[Your instructions]:
Could you rewrite the material from the line with "Indicate the gray" through the end of the material, swapping "gray carpet" for "dark carpet" and leaving everything else unchanged?
________________
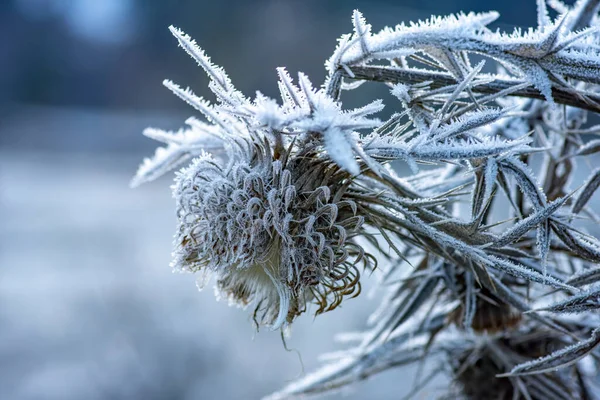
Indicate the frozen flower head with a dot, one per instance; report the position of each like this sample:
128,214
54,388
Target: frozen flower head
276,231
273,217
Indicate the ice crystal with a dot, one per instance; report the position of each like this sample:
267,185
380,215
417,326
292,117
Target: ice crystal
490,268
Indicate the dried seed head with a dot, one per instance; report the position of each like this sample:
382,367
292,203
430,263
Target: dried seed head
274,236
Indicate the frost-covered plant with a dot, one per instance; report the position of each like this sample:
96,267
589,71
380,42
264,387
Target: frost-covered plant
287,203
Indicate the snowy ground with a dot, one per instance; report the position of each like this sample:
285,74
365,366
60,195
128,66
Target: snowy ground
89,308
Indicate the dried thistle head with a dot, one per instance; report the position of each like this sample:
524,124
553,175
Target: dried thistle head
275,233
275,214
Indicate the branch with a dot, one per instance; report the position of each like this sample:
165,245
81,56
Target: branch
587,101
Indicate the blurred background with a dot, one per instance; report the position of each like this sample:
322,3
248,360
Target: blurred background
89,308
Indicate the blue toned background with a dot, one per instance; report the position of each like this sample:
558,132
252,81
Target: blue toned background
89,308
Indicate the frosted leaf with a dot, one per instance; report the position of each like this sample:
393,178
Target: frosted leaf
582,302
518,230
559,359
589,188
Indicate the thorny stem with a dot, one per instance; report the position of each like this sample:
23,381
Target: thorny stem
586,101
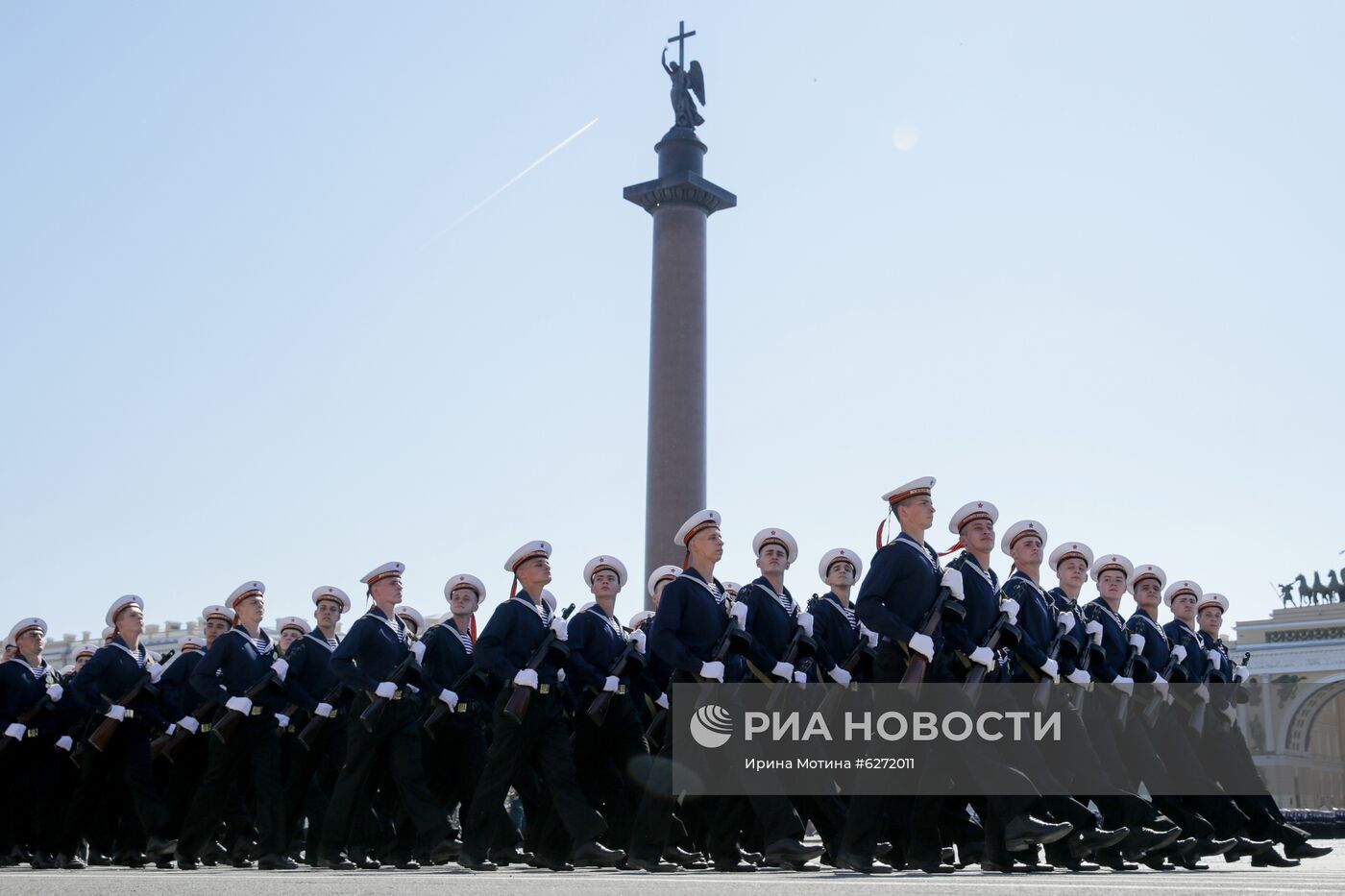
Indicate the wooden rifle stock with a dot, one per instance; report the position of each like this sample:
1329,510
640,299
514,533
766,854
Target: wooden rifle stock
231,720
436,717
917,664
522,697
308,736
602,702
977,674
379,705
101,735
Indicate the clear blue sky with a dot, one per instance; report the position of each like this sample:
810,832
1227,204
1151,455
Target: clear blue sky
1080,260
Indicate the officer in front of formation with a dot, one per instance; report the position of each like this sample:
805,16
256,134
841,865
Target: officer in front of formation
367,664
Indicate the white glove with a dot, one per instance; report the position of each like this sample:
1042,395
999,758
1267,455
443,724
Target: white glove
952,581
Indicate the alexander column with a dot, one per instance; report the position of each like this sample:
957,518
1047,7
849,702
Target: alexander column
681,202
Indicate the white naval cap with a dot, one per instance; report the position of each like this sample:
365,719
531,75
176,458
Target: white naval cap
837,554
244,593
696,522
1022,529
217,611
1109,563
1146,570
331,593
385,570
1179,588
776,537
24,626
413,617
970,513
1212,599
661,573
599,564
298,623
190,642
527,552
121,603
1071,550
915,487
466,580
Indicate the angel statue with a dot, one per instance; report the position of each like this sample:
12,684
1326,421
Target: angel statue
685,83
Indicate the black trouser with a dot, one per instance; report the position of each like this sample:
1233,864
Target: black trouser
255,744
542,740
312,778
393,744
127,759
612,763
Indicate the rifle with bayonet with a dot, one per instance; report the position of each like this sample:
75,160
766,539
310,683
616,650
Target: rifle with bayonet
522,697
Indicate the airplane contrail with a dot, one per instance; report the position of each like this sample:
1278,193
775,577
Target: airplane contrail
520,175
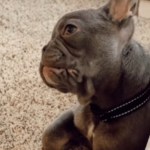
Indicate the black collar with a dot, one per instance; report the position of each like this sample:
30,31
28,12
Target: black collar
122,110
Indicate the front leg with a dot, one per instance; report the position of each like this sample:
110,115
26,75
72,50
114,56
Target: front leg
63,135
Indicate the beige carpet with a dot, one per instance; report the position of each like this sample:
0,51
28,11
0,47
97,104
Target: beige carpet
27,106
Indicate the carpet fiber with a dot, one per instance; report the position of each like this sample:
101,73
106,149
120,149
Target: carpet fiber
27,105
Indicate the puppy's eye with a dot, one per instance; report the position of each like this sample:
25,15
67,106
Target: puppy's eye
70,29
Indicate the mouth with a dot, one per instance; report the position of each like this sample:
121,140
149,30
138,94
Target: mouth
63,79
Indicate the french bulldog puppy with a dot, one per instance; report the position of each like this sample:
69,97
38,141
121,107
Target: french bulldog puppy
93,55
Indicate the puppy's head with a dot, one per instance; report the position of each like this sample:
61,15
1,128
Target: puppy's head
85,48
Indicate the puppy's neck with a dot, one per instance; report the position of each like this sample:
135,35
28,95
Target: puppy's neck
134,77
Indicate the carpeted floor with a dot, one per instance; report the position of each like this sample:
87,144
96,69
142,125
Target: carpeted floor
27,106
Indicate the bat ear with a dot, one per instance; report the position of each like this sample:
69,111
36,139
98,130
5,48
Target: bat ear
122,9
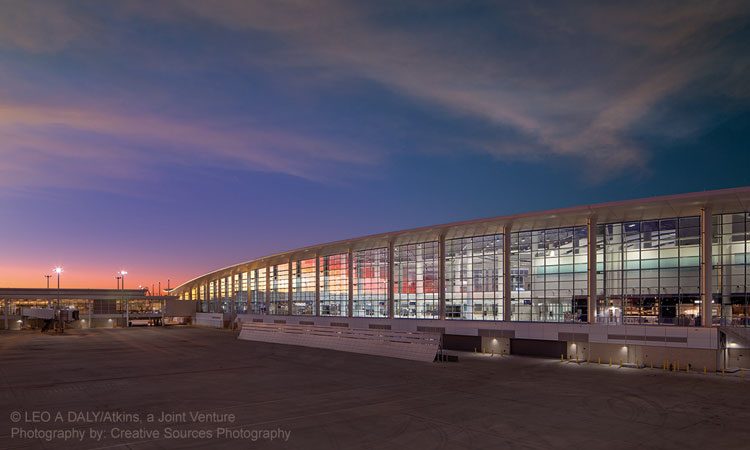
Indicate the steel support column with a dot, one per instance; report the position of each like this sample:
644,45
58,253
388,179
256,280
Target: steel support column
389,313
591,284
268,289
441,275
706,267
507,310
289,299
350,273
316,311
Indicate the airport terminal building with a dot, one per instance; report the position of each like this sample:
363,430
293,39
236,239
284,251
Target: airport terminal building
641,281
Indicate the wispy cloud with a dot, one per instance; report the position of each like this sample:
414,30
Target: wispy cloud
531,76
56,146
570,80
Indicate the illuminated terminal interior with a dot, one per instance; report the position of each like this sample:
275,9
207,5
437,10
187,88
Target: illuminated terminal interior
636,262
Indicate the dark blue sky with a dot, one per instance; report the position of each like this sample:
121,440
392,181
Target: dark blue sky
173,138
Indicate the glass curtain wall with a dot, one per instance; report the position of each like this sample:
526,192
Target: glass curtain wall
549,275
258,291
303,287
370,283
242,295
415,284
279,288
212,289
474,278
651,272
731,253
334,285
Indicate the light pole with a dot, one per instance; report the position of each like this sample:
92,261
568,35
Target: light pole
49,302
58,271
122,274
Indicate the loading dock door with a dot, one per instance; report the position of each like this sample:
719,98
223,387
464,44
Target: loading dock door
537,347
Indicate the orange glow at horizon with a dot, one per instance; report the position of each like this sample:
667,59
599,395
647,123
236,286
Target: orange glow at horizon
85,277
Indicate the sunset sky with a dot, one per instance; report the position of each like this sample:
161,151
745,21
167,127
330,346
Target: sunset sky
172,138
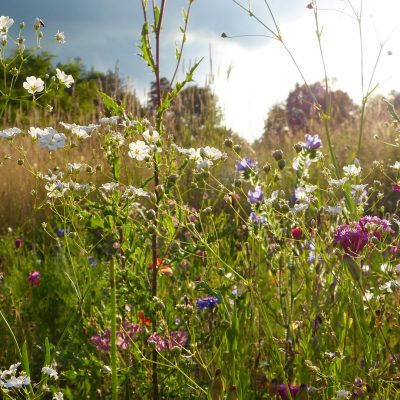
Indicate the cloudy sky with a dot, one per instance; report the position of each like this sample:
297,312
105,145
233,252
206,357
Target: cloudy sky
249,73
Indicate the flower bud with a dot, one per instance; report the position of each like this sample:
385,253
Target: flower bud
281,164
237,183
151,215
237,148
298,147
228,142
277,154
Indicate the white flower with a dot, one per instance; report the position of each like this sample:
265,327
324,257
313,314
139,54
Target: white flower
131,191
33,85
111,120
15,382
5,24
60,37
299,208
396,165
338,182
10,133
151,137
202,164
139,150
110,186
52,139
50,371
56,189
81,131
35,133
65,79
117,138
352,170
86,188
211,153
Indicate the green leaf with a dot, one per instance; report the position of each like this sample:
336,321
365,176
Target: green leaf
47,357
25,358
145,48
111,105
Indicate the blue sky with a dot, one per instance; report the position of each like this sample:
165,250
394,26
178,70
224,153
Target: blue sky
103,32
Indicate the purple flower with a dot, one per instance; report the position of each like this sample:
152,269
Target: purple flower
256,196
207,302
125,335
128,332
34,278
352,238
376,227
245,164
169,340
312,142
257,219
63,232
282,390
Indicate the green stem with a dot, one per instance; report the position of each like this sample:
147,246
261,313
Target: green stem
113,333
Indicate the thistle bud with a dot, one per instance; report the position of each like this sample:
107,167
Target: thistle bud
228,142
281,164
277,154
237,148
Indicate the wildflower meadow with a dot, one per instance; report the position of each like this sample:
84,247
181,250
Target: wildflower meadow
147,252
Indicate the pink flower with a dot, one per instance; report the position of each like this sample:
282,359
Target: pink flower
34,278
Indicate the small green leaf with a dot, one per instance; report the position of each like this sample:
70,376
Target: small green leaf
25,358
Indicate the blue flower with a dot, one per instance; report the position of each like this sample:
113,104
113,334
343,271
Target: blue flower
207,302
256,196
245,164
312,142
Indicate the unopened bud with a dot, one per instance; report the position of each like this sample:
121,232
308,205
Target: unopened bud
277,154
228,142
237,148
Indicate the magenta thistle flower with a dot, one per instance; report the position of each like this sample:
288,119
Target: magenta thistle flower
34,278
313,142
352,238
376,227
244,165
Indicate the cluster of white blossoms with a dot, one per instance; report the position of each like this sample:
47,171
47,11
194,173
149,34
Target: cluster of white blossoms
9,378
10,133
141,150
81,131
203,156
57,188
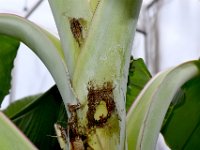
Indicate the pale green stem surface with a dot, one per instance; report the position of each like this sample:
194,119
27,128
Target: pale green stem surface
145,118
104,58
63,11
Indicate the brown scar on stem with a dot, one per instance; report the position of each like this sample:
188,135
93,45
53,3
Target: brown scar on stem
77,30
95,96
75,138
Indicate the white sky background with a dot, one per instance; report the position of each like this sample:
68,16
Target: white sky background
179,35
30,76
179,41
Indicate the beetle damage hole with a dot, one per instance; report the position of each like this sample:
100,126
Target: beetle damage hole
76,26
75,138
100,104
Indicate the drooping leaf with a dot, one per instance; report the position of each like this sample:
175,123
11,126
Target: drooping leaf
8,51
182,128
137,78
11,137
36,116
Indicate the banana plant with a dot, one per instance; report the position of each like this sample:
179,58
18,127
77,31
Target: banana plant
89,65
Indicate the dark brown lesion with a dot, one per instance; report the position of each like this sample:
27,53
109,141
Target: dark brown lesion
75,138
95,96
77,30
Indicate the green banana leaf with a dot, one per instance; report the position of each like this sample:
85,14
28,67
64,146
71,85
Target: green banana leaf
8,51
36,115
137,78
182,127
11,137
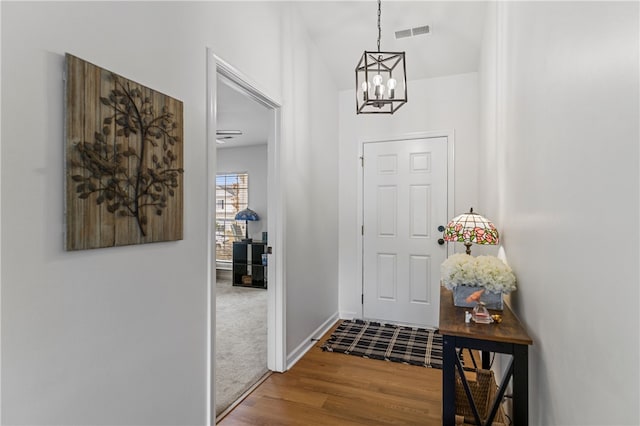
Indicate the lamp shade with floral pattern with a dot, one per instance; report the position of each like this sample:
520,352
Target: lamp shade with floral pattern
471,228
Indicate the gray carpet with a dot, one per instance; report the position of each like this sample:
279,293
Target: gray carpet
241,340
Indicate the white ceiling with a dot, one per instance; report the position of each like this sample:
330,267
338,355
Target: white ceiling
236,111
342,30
________________
[Task solution]:
Indicate the dark carpet with a dot, one per instance; report the position of each like this sample:
279,293
Target: dark carpet
241,340
Indicate the white ceiling with a dot, one per instance; report the position of each like this sample:
330,267
338,355
Target: white ceiling
236,111
342,30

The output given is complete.